Supplied information -
========================================
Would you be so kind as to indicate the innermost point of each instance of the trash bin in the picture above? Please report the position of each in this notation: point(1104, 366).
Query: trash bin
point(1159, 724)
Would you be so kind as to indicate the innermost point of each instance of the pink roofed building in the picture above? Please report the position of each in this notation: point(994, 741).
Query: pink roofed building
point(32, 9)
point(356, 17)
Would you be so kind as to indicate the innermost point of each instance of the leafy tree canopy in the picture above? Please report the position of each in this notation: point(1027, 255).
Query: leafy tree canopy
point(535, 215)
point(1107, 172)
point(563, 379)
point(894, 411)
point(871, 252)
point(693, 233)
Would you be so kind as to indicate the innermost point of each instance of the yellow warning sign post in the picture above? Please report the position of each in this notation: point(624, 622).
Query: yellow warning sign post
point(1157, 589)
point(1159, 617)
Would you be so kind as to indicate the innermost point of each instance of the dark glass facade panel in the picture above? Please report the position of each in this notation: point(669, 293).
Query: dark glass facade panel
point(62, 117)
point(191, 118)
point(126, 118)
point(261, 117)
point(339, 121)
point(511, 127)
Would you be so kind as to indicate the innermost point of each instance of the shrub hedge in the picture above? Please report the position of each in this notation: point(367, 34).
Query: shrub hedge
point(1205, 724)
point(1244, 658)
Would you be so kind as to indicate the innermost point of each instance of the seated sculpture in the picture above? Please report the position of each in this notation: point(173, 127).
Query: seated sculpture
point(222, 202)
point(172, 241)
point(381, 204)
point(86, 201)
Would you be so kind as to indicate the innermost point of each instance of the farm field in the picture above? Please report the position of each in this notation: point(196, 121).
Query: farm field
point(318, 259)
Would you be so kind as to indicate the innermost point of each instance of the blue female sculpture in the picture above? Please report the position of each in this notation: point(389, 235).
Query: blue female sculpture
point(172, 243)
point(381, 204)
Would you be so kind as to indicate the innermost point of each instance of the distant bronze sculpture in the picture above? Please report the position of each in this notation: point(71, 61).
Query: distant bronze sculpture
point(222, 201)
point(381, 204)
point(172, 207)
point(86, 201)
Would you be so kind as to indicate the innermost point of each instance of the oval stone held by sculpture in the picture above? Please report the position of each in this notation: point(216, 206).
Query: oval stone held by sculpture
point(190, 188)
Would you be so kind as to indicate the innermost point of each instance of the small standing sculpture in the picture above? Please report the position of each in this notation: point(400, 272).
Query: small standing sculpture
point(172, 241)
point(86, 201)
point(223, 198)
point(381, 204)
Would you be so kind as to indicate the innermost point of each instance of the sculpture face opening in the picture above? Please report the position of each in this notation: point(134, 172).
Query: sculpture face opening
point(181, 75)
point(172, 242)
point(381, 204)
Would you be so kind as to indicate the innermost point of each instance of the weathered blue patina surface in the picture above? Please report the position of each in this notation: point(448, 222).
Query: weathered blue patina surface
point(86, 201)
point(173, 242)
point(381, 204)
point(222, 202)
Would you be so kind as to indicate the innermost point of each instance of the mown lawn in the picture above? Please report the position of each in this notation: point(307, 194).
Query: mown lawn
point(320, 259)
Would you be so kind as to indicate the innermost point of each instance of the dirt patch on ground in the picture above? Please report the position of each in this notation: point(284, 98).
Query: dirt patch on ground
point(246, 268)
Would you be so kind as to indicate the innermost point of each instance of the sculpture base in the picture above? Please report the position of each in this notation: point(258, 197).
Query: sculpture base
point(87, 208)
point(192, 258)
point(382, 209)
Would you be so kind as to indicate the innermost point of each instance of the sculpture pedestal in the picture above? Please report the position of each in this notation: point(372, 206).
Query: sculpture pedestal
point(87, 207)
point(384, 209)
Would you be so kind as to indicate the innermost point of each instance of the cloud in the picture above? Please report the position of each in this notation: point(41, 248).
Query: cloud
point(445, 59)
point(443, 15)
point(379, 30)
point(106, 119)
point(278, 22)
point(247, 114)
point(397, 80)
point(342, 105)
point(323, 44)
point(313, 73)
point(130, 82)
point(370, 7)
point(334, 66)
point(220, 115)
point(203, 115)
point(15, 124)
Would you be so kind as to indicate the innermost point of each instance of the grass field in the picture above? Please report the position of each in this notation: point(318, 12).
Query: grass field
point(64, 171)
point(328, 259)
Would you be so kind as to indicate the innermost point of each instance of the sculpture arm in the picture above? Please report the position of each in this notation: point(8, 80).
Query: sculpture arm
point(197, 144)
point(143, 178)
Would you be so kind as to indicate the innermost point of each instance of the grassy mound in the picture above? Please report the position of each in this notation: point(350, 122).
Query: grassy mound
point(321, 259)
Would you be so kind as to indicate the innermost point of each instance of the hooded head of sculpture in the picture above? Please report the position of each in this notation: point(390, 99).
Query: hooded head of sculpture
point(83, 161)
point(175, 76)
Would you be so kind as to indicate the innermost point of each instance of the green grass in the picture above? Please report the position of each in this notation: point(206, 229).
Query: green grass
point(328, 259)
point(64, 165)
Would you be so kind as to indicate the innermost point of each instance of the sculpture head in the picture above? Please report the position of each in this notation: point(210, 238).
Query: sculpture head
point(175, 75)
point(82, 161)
========================================
Aim of the exercise -
Give the records back in full, word for word.

Answer to the exercise -
Would you be so kind as to indicate the innermost point of each instance of the trash bin in the picture above? Please report the position of each in this notation: point(1104, 366).
Query: trash bin
point(1159, 724)
Would you be so kind as to indicate the innermost point of each instance of the pink roofed building in the picture above? Please report the position of each in this notation: point(994, 741).
Query: pink roofed building
point(32, 9)
point(356, 17)
Would you be so kind as to indicate the innermost point of each instance of the leafy tree canopy in the picture above? Please report the position of each in this notation: point(1027, 255).
Query: leafy tree canopy
point(535, 215)
point(1107, 172)
point(563, 379)
point(894, 411)
point(871, 252)
point(693, 233)
Would you be so kind as to indicate the innermost point of each instance of the yellow warning sign post in the picture above? Please report the position of each in this notation: point(624, 622).
Query: yellow warning sign post
point(1157, 589)
point(1159, 617)
Would you be so kind as to indicate the innermost point of each instance of the dark glass facade panel in the picture above? Please report the position of each in this notation: point(669, 293).
Query: dark glass facade panel
point(62, 117)
point(191, 118)
point(126, 118)
point(261, 117)
point(339, 121)
point(511, 127)
Would you be so kind as to indicate the innermost point of each instance of the shrub hedge in the picture above? Please report the position of each in this notation: point(367, 34).
Query: shrub hedge
point(1205, 724)
point(1244, 658)
Would you be so kind as to indicate the innermost point of each instance of the seated sculpture in the picture above? Please report the position of each in this notation: point(173, 127).
Query: seated sculpture
point(222, 202)
point(172, 241)
point(381, 204)
point(86, 201)
Would you be so kind as to indicate the innermost point of each instance of the farm field in the picture above? Please report the position of each in this notation: point(196, 121).
Query: farm field
point(318, 259)
Would you be so kind as to indicate the innermost point of each instance of the blue female sculpture in the picture above? Please report the position of each in this notation: point(389, 235).
Query: blue female sculpture
point(172, 243)
point(381, 204)
Would you be so kind as to indicate the innermost point of each instance of the distant bronze sculpture in the picture above? Please report the position of each in this notation: point(71, 61).
Query: distant bronze sculpture
point(222, 201)
point(381, 204)
point(172, 207)
point(86, 201)
Would you be so kind as to indicate the innermost point of each instance of the oval stone held by sculpture in the picture above? Please report the position of each in this notation: point(216, 206).
Query: oval stone held by sculpture
point(190, 188)
Would you be so kind as to indicate the innermost point of each instance of the small standing sculpture in the picture above? Please report the position of each in this notation: point(400, 272).
Query: small standing sculpture
point(172, 241)
point(86, 201)
point(223, 198)
point(381, 204)
Would you be so kind as to indicate the innermost point of each instance of the sculpture face opening in the picture above? Please report the position of each in this notation: point(134, 172).
Query: sculpture face opening
point(181, 75)
point(172, 242)
point(381, 204)
Would you be so kind as to indicate the innermost point of each instance of the weathered blue patina surface in the picture above? Please report the position of each in this notation: point(448, 222).
Query: weathered blue patina surface
point(86, 201)
point(173, 242)
point(381, 204)
point(222, 202)
Would you be so kind as to indicate the innermost point of each instance of the mown lawn in the picture above? Please report the position of each in this notation: point(307, 194).
Query: mown lawn
point(320, 259)
Would you be so kind as to indicate the innermost point of each instance of the dirt patch on ground in the picture above? Please report the position of each in this notation: point(284, 98).
Query: dirt patch on ground
point(246, 268)
Would you be so kind as to indicate the innermost point of each instance of the sculpture base in the picture above? Please report the position of each in this notation: point(258, 197).
Query: sculpture base
point(87, 208)
point(192, 258)
point(382, 209)
Would you be so kind as to indicate the innermost point of each instance of the sculpture pedestal in the picture above? Please report the position of each in this notation: point(372, 206).
Query: sculpture pedestal
point(87, 207)
point(384, 209)
Would you be so kind as to indicate the innermost point of each instance of the cloud in the picture above? Please report the position of each in this notation: point(41, 248).
Query: cloud
point(445, 59)
point(443, 15)
point(379, 30)
point(106, 119)
point(278, 22)
point(247, 114)
point(397, 80)
point(342, 105)
point(323, 44)
point(313, 73)
point(130, 82)
point(370, 7)
point(334, 66)
point(220, 115)
point(203, 115)
point(15, 124)
Would you be so kind as to indicate the innermost point of each instance of the grass field in the picture above? Please report the position of each in this notation: point(318, 12).
Query: grass field
point(64, 171)
point(328, 259)
Would you be so kind as to indicate the innermost point of each instance of the sculpture arm in the picture above? Please report the position of each in this notation: point(8, 80).
Query: sculpture arm
point(197, 144)
point(143, 178)
Would you be so kind as to indicate the innermost point of each instance of the grassy mound in the picture above? Please report the position of each in this notation: point(350, 122).
Query: grassy mound
point(321, 259)
Would you be so kind as to indicate the innermost point of each instance of the hooded head of sculpture in the picture above? Please report the position of each in this notation: point(390, 99).
Query: hooded head of sculpture
point(83, 161)
point(175, 76)
Would you be so kind as to indicate the innermost point of each instance of the green grass in the picture above? Please report the position of each in this notation: point(206, 229).
Query: green grass
point(328, 259)
point(64, 165)
Would you be so kind as to indicate the innermost point of each instance of the sculpture head in the picture above? Please report the position of each in this notation: point(210, 238).
Query: sculpture head
point(175, 75)
point(82, 161)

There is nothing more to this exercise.